**TEXT EXTRACT:**
— Begin —

Re: btrfs: qgroup: account shared subtrees during snapshot delete

[Josef Bacik <jbacik@fb.com>]

On 06/19/2014 02:49 PM, Mark Fasheh wrote:
> During it's tree walk, btrfs_drop_snapshot() will skip any shared
> subtrees it encounters. This is incorrect when we have qgroups
> turned on as those subtrees need to have their contents
> accounted. In particular, the case we're concerned with is when
> removing our snapshot root leaves the subtree with only one root
> reference.
>
> In those cases we need to find the last remaining root and add
> each extent in the subtree to the corresponding qgroup exclusive
> counts.
>
> This patch implements the shared subtree walk and a new qgroup
> operation, BTRFS_QGROUP_OPER_SUB_SUBTREE. When an operation of
> this type is encountered during qgroup accounting, we search for
> any root references to that extent and in the case that we find
> only one reference left, we go ahead and do the math on it's
> exclusive counts.

— End —

**CHALLENGES:**
1 – In the btrfs message, what new qgroup operation does the patch implement?
2 – Pick up the btrfs message right after its last sentence and continue it.
The records that follow come from a separate source and are unrelated to the btrfs message.

**STORED RECORDS:**
— Begin —

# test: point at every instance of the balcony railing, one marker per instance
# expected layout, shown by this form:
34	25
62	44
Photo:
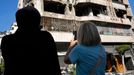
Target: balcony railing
100	17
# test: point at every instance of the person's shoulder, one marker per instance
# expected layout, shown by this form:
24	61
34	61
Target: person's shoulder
7	36
45	32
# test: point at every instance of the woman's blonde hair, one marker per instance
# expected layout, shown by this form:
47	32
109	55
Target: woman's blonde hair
87	34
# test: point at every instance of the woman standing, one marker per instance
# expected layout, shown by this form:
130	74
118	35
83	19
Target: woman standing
87	52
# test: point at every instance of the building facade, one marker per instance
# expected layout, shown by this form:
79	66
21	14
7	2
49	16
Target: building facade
61	17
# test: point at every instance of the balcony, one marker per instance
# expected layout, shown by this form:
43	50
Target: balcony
103	2
59	16
104	18
67	36
100	17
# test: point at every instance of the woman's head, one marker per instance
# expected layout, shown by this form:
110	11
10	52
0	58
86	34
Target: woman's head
88	34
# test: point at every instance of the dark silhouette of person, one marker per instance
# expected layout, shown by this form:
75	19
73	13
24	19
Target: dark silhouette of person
29	51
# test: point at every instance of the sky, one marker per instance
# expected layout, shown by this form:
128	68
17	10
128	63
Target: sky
8	9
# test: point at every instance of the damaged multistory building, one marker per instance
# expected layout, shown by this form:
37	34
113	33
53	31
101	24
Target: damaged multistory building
112	17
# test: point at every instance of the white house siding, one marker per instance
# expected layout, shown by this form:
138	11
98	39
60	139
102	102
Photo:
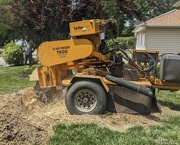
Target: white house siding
165	40
140	40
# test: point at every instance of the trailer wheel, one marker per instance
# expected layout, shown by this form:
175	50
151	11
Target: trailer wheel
86	97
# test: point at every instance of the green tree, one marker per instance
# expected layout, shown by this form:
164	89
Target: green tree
5	19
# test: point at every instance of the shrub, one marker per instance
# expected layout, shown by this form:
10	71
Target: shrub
12	54
125	42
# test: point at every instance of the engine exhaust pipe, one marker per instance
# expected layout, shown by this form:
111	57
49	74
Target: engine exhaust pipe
138	88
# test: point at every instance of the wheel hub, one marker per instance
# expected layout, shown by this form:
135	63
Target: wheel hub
85	100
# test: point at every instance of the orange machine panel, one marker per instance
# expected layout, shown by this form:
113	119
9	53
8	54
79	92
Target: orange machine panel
59	52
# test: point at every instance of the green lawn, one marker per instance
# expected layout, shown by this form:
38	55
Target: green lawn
13	79
91	134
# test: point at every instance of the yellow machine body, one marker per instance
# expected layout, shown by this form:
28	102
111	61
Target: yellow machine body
83	59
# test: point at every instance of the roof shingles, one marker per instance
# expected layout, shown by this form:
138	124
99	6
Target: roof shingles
172	18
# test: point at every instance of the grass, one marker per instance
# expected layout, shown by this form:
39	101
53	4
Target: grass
169	99
166	133
91	134
13	79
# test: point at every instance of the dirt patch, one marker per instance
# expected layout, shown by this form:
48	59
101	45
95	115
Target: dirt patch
25	120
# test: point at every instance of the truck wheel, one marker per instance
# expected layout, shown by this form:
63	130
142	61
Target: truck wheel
86	97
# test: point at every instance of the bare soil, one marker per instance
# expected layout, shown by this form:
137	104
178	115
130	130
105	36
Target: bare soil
24	120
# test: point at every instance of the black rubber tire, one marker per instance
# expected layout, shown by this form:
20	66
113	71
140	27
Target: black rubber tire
76	101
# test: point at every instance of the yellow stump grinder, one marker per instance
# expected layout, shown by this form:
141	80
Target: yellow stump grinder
99	77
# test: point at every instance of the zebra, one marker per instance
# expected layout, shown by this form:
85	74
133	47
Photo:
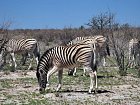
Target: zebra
59	57
20	46
134	46
102	53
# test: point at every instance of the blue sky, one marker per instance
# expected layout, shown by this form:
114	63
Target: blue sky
57	14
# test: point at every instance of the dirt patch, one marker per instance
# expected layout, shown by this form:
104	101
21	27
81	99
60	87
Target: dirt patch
23	88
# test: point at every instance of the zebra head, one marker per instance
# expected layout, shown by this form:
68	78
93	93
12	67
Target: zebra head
42	80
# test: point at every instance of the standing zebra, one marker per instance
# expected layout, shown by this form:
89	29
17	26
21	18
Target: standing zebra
57	58
134	46
21	46
102	52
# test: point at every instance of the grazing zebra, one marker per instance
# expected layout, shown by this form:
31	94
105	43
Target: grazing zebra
102	53
134	46
21	46
57	58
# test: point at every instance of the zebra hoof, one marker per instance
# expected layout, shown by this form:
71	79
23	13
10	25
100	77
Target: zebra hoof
42	90
89	92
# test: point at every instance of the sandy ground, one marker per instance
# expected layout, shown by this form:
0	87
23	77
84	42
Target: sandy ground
124	94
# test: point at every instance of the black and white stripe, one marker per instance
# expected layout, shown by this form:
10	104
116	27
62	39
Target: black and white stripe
57	58
20	46
102	53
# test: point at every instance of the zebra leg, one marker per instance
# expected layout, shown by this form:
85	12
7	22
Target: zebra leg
91	82
13	60
50	72
84	69
31	61
74	73
95	79
60	73
104	61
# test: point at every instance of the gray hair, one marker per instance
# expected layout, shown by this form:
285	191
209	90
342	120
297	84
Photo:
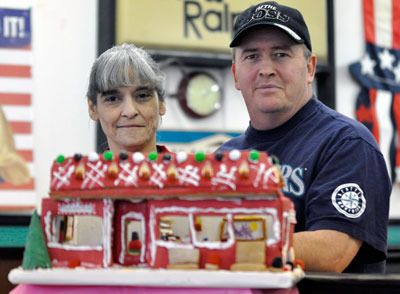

— End —

**ANSWERS TO THE PROBLEMS:**
1 – BTRFS_QGROUP_OPER_SUB_SUBTREE

2 –
>
> Signed-off-by: Mark Fasheh <mfasheh@suse.de>
> ---
>   fs/btrfs/extent-tree.c       | 234 +++++++++++++++++++++++++++++++++++++++++++
>   fs/btrfs/qgroup.c            | 166 ++++++++++++++++++++++++++++--
>   fs/btrfs/qgroup.h            |   1 +
>   include/trace/events/btrfs.h |   3 +-
>   4 files changed, 397 insertions(+), 7 deletions(-)
>
> diff --git a/fs/btrfs/extent-tree.c b/fs/btrfs/extent-tree.c
> index 46f39bf..672d2a4 100644
> --- a/fs/btrfs/extent-tree.c
> +++ b/fs/btrfs/extent-tree.c
> @@ -7324,6 +7324,237 @@ reada:
>   	wc->reada_slot = slot;
>   }
>
> +static int account_leaf_items(struct btrfs_trans_handle *trans,
> +			      struct btrfs_root *root,
> +			      struct extent_buffer *eb)
> +{
> +	int nr = btrfs_header_nritems(eb);
> +	int i, extent_type, ret;
> +	struct btrfs_key key;
> +	struct btrfs_file_extent_item *fi;
> +	u64 bytenr, num_bytes;
> +
> +	for (i = 0; i < nr; i++) {
> +		btrfs_item_key_to_cpu(eb, &key, i);
> +
> +		if (key.type != BTRFS_EXTENT_DATA_KEY)
> +			continue;
> +
> +		fi = btrfs_item_ptr(eb, i, struct btrfs_file_extent_item);
> +		/* filter out non qgroup-accountable extents  */
> +		extent_type = btrfs_file_extent_type(eb, fi);
> +
> +		if (extent_type == BTRFS_FILE_EXTENT_INLINE)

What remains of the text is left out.